╔══
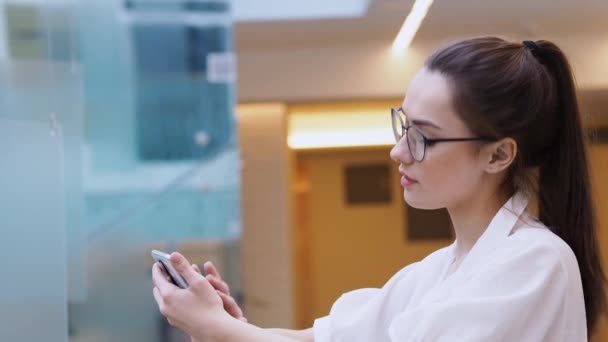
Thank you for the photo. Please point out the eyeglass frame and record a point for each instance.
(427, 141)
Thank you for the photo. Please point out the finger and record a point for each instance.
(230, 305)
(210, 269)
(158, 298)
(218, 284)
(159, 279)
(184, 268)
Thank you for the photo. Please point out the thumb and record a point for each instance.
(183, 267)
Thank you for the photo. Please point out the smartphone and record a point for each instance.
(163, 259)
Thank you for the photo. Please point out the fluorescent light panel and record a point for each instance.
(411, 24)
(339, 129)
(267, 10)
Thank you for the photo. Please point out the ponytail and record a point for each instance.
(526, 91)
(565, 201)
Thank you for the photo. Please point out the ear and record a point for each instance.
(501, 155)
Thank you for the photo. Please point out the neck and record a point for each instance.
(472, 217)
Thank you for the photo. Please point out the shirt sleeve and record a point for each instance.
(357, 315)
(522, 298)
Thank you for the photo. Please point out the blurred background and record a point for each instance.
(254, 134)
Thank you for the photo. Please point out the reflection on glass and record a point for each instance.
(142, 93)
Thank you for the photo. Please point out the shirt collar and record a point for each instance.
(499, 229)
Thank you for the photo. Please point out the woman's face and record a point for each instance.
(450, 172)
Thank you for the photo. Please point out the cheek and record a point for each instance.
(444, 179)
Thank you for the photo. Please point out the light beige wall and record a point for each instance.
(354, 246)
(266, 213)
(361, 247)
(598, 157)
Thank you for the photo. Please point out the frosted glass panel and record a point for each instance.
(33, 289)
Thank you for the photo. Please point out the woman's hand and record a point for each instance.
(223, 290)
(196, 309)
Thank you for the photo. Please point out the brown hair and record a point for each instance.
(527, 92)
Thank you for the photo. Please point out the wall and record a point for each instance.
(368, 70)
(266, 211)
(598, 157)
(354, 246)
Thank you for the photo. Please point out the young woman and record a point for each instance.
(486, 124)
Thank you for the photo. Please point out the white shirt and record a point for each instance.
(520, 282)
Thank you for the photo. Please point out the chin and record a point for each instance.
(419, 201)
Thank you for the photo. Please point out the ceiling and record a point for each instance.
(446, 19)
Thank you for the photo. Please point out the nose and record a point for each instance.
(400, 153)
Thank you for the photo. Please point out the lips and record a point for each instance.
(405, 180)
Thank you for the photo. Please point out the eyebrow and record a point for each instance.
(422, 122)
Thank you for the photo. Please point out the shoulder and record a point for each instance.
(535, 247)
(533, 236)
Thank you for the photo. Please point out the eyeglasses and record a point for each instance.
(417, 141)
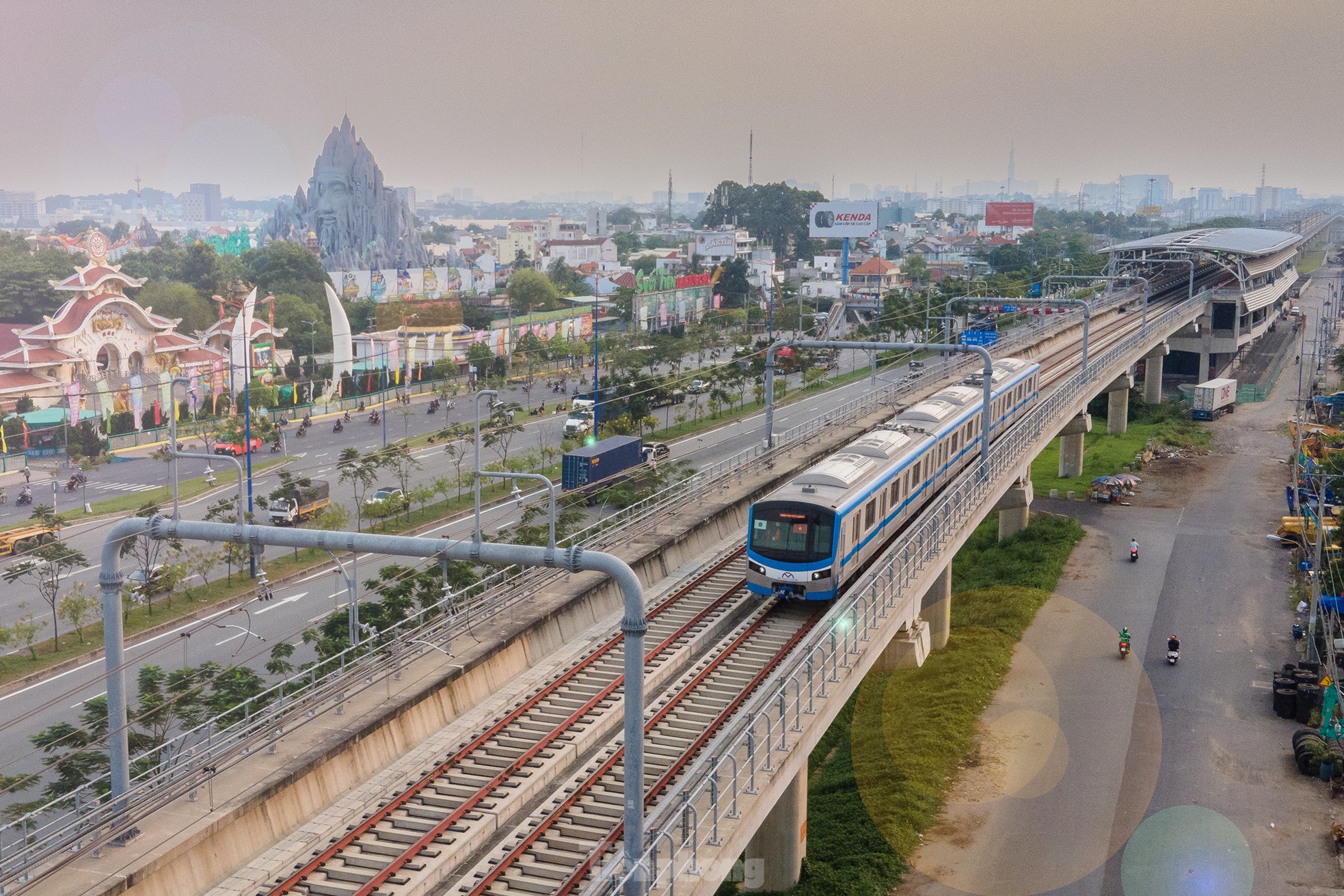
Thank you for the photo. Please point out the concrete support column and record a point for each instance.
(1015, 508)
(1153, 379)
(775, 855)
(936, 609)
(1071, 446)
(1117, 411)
╚══
╔══
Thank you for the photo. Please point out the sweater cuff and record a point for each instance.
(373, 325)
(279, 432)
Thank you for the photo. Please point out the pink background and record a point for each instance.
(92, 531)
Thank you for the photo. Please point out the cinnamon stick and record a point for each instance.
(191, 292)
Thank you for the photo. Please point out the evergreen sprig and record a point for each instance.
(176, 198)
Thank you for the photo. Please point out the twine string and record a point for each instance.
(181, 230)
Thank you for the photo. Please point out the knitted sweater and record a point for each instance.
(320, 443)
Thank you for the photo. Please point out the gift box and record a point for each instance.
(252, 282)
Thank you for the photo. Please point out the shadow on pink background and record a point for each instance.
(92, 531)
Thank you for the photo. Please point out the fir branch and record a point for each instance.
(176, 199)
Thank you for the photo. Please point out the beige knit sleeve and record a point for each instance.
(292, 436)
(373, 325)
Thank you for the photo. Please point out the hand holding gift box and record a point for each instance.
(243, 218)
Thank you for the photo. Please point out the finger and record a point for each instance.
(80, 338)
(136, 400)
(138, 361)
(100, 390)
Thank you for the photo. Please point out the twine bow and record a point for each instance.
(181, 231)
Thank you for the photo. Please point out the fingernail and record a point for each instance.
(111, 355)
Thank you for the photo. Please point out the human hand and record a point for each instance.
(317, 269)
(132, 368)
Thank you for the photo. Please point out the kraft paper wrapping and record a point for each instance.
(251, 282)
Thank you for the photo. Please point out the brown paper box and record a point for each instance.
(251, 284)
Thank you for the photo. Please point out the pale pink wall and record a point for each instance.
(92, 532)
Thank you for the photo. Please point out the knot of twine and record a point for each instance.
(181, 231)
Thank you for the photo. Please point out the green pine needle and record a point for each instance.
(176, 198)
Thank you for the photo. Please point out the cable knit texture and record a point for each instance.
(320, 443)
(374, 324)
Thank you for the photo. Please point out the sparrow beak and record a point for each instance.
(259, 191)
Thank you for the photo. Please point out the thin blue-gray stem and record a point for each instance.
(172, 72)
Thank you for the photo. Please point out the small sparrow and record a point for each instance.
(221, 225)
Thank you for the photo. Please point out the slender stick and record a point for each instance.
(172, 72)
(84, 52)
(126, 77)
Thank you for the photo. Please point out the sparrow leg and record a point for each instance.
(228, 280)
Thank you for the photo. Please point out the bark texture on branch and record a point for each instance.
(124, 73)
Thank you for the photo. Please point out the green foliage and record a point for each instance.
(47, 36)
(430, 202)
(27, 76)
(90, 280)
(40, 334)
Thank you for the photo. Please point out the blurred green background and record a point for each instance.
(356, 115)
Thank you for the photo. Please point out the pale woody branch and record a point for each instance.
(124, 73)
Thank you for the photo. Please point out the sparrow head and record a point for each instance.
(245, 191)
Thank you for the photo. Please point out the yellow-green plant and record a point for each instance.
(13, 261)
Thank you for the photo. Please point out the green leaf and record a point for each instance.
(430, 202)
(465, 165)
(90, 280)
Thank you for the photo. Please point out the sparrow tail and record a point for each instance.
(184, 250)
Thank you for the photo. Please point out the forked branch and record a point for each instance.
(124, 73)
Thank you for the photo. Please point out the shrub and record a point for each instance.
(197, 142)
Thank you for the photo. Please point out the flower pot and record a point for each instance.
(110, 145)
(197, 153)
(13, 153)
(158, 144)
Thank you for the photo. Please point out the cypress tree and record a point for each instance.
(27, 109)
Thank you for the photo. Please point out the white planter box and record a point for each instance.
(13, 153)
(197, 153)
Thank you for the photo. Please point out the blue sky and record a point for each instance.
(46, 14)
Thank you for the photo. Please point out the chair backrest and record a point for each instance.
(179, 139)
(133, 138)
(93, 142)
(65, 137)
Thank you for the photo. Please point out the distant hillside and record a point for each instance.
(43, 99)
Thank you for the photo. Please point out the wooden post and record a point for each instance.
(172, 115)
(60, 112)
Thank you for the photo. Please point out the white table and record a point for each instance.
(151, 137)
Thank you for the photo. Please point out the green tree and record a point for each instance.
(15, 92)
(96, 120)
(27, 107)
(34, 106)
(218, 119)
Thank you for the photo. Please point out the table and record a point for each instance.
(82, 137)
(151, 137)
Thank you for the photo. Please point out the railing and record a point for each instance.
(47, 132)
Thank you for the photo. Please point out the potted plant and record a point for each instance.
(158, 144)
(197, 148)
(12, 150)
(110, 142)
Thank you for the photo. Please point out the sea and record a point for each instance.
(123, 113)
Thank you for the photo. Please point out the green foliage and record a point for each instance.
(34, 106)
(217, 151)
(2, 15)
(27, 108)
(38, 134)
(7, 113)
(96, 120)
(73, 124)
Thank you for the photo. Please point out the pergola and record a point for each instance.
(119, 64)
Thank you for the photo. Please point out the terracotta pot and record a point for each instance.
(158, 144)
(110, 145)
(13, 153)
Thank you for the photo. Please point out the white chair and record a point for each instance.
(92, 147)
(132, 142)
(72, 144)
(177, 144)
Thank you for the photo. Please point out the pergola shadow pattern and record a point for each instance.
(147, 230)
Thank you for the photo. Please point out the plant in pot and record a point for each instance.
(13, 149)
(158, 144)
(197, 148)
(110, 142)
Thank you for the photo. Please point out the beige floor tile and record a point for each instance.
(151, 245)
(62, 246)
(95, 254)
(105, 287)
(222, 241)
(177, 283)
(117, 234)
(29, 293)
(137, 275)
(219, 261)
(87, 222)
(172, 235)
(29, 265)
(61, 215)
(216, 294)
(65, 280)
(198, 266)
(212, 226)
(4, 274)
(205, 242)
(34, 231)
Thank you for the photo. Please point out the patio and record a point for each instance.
╚══
= THE PROBLEM =
In the listing above, find the line with "Thank you for the photo. Please point out the potted" and the line with "Thank you for the photo. Please point out the patio"; set down exactly those two lines and every line between them, nothing more.

= ANSWER SECTION =
Thank you for the photo. Please point out the potted plant and record a point for each instance.
(158, 144)
(197, 148)
(12, 150)
(110, 142)
Thank you for the photo. Please point out the sea and record a point for each instance.
(123, 113)
Thank you for the photo. Please point out the green foliage and record a point for each instance.
(34, 106)
(217, 151)
(2, 15)
(27, 108)
(38, 134)
(7, 113)
(96, 120)
(73, 124)
Thank you for the photo. Please point out the pergola and record a point for each instance.
(119, 64)
Thank you for the photo. Please point out the terracotta pot and record a point for each instance.
(158, 144)
(110, 145)
(13, 153)
Thank you for the photo. Please point out the white chair and record a point for each instance.
(92, 147)
(132, 142)
(72, 144)
(177, 144)
Thank you for the photo. Please point out the pergola shadow pattern and record a point for each instance.
(147, 230)
Thank you for the photo. Please point out the plant in pot and record a point for each instance.
(13, 149)
(158, 144)
(197, 148)
(110, 142)
Thank you for the photo. Please point out the beige floor tile and record a point for each instance.
(151, 245)
(62, 246)
(95, 254)
(105, 287)
(222, 241)
(177, 283)
(117, 234)
(29, 293)
(137, 275)
(219, 261)
(87, 222)
(172, 235)
(29, 265)
(61, 215)
(216, 294)
(65, 280)
(198, 266)
(212, 226)
(4, 274)
(205, 242)
(34, 231)
Thank you for the photo. Please point out the patio and record a point for each instance.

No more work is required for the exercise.